:: EXERCISE DETAILS ::
Using the passage on oilfield services, answer each question below.
(a) At what yearly rate does Halliburton say service intensity has grown over the last 10 to 15 years?
(b) Which product line has become Halliburton's biggest?
(c) How many times greater is the service intensity of oil drilling than that of gas drilling?

══ PAGE EXTRACT

Owning oil and gas E&Ps is a very popular way to benefit from rising prices in the energy sector, but there's a lot to be learned from the leading service and supply companies that help the E&Ps find and extract what they need. These global players are intimately involved with every facet of the E&Ps' activity, including providing equipment, surveying prospective acreage, and drilling and completing wells. I've decided to look into the deepwater space for potential investment opportunities.
Intensity means opportunity
As a leading oilfield services company, Halliburton (NYS: HAL) often talks about service intensity, which is the revenue opportunity available for service companies. Halliburton notes that over the last 10 to 15 years, this has grown at a rate of 10% a year. This is not surprising, given that one of the ongoing themes in the energy sector is the slow and steady decline in the discovery of super oilfields. As companies look for oil and gas in harder-to-reach areas, service intensity should continue to increase at a healthy clip.
Over the last two years, Halliburton has enjoyed 25% service intensity growth, particularly in North America. This has been caused by a surge in horizontal drilling and hydraulic fracturing. Due to the growth in hydraulic fracturing and the drilling of more oil wells, pressure pumping has grown at a 17% rate over the past decade. This has caused pressure pumping to become Halliburton's biggest product line.
If the rig count were to stay flat in 2012, Halliburton still believes that the service intensity would grow about 10%. In the U.S., companies have been shifting away from dry gas plays in favor of oil and liquids. That's a favorable shift, since oil drilling carries a service intensity that is 1.4 to 1.8 times greater than that of gas drilling. As onshore E&Ps in the U.S. and Canada continue to shift toward liquids-rich production profiles, Halliburton should benefit from the increased revenue opportunities.

════
══ DATASET EXTRACT

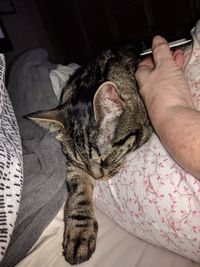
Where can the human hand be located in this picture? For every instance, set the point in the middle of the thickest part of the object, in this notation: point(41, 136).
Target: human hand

════

:: COMPLETE ANSWER ::
(a) 10% a year.
(b) Pressure pumping.
(c) 1.4 to 1.8 times greater.